Supplied records
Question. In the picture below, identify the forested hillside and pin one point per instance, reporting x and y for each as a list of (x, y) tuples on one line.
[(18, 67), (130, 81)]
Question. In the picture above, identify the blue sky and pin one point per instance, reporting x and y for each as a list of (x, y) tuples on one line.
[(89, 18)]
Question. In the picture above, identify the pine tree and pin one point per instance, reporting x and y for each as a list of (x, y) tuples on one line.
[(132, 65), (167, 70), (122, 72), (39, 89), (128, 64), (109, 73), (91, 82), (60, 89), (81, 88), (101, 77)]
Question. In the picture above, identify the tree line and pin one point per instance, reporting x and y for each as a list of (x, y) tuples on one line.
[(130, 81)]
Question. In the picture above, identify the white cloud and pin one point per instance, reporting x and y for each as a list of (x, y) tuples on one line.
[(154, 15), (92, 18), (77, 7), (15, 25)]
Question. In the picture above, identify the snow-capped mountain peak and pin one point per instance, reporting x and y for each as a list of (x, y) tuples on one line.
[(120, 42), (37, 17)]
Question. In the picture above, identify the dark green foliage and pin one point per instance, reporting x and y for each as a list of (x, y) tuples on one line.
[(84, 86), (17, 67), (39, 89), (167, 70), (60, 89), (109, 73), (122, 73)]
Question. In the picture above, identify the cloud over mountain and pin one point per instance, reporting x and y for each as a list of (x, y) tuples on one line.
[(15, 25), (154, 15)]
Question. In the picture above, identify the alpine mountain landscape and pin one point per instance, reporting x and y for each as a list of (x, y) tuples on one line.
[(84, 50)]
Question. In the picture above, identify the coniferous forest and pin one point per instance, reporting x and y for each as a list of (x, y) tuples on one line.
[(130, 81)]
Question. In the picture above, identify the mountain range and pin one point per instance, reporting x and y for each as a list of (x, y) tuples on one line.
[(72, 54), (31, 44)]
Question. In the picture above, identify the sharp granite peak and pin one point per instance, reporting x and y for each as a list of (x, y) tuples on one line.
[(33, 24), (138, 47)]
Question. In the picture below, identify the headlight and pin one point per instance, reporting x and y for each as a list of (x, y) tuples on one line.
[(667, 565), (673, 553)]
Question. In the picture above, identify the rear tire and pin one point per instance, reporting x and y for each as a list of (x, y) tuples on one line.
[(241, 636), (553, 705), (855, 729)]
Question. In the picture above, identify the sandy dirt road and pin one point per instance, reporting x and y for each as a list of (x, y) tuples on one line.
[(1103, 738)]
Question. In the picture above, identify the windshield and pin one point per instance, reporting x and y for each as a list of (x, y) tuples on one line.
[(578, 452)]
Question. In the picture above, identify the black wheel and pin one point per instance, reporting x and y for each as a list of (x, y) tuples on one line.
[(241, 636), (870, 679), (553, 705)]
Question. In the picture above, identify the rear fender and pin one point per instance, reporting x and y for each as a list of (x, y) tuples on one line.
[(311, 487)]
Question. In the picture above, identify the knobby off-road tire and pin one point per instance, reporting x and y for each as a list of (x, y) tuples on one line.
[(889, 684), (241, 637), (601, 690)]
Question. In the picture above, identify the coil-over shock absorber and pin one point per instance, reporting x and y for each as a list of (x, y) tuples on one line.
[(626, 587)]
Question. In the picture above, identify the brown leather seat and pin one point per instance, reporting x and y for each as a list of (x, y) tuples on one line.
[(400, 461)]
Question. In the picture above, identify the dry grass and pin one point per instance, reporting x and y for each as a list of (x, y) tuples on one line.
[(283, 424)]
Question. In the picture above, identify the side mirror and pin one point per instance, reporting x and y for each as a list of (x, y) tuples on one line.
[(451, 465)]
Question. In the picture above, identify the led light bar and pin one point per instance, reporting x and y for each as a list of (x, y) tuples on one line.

What you have to do
Go through the data above and repeat all of it exactly.

Solution to the problem
Question. In the picture below, identify the forested hillside and pin one point per instance, reporting x and y for each as a list of (x, y) tuples on one line.
[(18, 67), (130, 81)]
Question. In the picture above, identify the blue sky and pin one point per instance, reporting x and y for each as a list of (x, y) tuples on one line.
[(89, 18)]
Question. In the picture above, identify the pine tree and pin one point per instance, reporting x and y for each as a list of (x, y) tuples on one line.
[(132, 65), (167, 70), (122, 72), (39, 89), (128, 64), (109, 73), (91, 82), (60, 89), (81, 88), (101, 77)]
Question. In the picture above, identify the tree line and pin one point per instance, reporting x and y for each as a list of (x, y) tuples on one line.
[(130, 81)]
Question. In the picture above, identify the white cloud and pin one point per instance, reporting x and y for each as a list of (x, y) tuples on one line.
[(154, 15), (92, 18), (77, 7), (15, 25)]
Question. In the picture above, identify the snow-capped mountain peak and pin one point per instance, reporting x and y for each as a list of (x, y) tuples on one line.
[(120, 42), (37, 17)]
Question. In the picture above, identify the dark green foliage and pin one point per instance, reporting x and y for each as a list of (x, y) tuples on one line.
[(84, 86), (17, 67), (39, 89), (167, 70), (60, 89), (109, 73), (122, 73)]
Question. In the picture above, identify the cloud over mountain and pin one point per instance, reporting x and y for each as a list of (x, y) tuples on one line.
[(15, 25), (154, 15)]
Question. In the picture above, identify the alpine mountain landscape and pin one point per instance, reporting x and y for each as a list of (x, y) tuples on one line.
[(84, 50)]
Question. In the picture above, identify the coniferous forest and pin one point per instance, reporting x and y for each as a list of (x, y) tuples on one line.
[(130, 81)]
Question. In the picture above, identify the mountain range and pin one point per instance, reporting x and y for each as a list of (x, y) tuples on one line.
[(72, 54), (31, 44)]
Question. In the picture above, identify the sharp granite peak and pin one point per instance, reporting x and y for each as a list of (x, y) tuples on one line.
[(33, 24), (138, 47)]
Question. In the picture below, identify the headlight and pin one point per instance, reporting x and y for each as a list of (x, y) tuples on one line.
[(667, 565), (673, 553)]
Question. In the picture above, identify the rear tire and pin one point per instance, reporting x and y for each as a list of (x, y) tuples on one line.
[(241, 636), (553, 705), (855, 729)]
Question. In the picture above, identify the sandy dirt road and pin one point per instance, reporting x and y for each as a list of (x, y) tuples on one line.
[(1103, 738)]
Question. In the picture above, identify the windshield and pin one point per instance, reporting x and y for each as a list of (x, y) tuples on one line.
[(578, 452)]
Question. In the picture above, identify the black wheel and pin one point per instance, reporting x and y for each as a list of (x, y) tuples on one line.
[(241, 636), (870, 679), (553, 705)]
Question. In the picture above, identify the rear fender and pin one point per instance, reporting x and y for each as a list of (x, y) tuples on one line.
[(311, 487)]
Question. In the picture above, identify the knobby off-road tire and pin one point per instance, reporting x and y for each as a list of (x, y) tuples on one line.
[(889, 684), (241, 637), (601, 690)]
Question. In the picture above, identify the coil-over shock absorber and pin one point per instance, reporting x and y for each as a list of (x, y) tuples on one line.
[(626, 587)]
Question. In the picture above, identify the brown leather seat and pin one point per instance, reporting x and y for each as a list of (x, y) tuples on one line.
[(400, 461)]
Question. In the picture above, identify the dry grass and pin one point per instance, reporting x and y for each as a list of (x, y) tuples on one line.
[(283, 424)]
Question. In the picture above, identify the side mirror and pin one point per instance, reporting x and y for each as a list of (x, y) tuples on one line.
[(451, 465)]
Question. In the picture above, identify the led light bar and pin one point per instance, reporting x and y for each as a list of (x, y) tuples on one line.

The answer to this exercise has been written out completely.